Provided material ▸
• • • • • • •

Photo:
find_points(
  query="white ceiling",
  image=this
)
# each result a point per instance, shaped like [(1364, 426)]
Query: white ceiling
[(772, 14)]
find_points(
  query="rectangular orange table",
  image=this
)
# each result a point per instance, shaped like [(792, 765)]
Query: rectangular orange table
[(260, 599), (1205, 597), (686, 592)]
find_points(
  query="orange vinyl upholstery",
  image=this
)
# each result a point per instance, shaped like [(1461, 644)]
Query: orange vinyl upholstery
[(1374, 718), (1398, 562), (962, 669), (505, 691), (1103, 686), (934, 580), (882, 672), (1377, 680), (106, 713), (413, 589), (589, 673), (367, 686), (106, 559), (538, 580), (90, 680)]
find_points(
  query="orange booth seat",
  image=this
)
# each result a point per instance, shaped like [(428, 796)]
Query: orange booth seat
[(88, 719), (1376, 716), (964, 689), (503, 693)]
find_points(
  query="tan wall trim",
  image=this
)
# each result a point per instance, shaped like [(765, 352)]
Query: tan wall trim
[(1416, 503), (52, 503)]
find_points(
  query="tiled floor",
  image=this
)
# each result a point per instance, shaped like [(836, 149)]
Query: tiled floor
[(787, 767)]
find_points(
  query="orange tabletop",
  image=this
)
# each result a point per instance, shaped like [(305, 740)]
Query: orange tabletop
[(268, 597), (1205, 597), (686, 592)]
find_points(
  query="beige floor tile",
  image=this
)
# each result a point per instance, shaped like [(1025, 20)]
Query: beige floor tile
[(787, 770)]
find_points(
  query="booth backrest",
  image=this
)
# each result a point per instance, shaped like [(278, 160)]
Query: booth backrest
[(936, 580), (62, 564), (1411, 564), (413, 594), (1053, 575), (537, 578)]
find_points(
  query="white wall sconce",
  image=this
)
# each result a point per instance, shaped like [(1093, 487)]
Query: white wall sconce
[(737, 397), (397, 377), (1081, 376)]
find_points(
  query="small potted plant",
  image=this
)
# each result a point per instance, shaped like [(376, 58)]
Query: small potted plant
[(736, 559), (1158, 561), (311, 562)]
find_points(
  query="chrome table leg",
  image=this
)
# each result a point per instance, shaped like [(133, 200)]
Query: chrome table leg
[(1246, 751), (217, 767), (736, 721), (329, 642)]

• • • • • • •

Do this ▸
Reproduce every line of the listing above verbatim, from start to finish.

Exercise output ▸
Photo:
find_points(
  query="white ceiling",
  image=this
)
# each result a point per instance, shaped like [(1364, 426)]
Query: white ceiling
[(772, 14)]
find_points(
  query="rectangular orange table",
  image=this
)
# each result a point per instance, shaped like [(792, 765)]
Query: rectangular orange table
[(260, 599), (1205, 597), (686, 592)]
find_points(
  query="orange vinyl upholstery",
  image=this
)
# each result a point per instance, shaped like [(1461, 644)]
Query: orange vinyl upholstery
[(1374, 718), (1398, 562), (962, 669), (505, 691), (1103, 686), (934, 580), (882, 672), (1377, 680), (106, 713), (413, 589), (589, 673), (367, 686), (106, 559), (538, 580), (90, 680)]
find_points(
  query="orange booth seat",
  image=this
)
# each result a point per instance, shaped like [(428, 796)]
Query: orange booth seat
[(88, 719), (1376, 716), (964, 689), (503, 693)]
find_points(
  query="tan wall trim",
  image=this
)
# each result a point per instance, shaped like [(765, 352)]
Query: tan wall trim
[(1416, 503), (52, 503)]
find_points(
  query="tiled floor",
  image=this
)
# each result a point per instance, shaped like [(836, 149)]
Query: tiled floor
[(787, 767)]
find_points(
  query="orange tabletop",
  image=this
)
# each result a point per instance, shaped like [(305, 740)]
Query: orange tabletop
[(268, 597), (1205, 597), (686, 592)]
find_points(
  query="beige floor tile",
  image=this
)
# each result a point per instance, shaped like [(1025, 20)]
Query: beige floor tile
[(787, 770)]
find_points(
  query="booth backrest",
  image=this
)
# each result a point per instance, shaped like [(278, 160)]
Query: booth backrest
[(936, 580), (62, 564), (1411, 564), (413, 594), (1053, 575), (537, 578)]
find_points(
  query="white wall sconce",
  image=this
)
# each result a point per instance, shaped like [(1093, 487)]
Query: white wall sconce
[(737, 397), (397, 377), (1081, 376)]
find_points(
  query="small potted plant",
  image=this
)
# each result a point per instance, shaped like [(376, 58)]
Query: small potted plant
[(736, 559), (1158, 561), (311, 562)]
find_points(
  query="chrome table leg",
  image=this
)
# each result a point per instance, shaped like [(133, 200)]
Query: chrome table leg
[(1246, 751), (217, 767), (736, 721), (329, 642)]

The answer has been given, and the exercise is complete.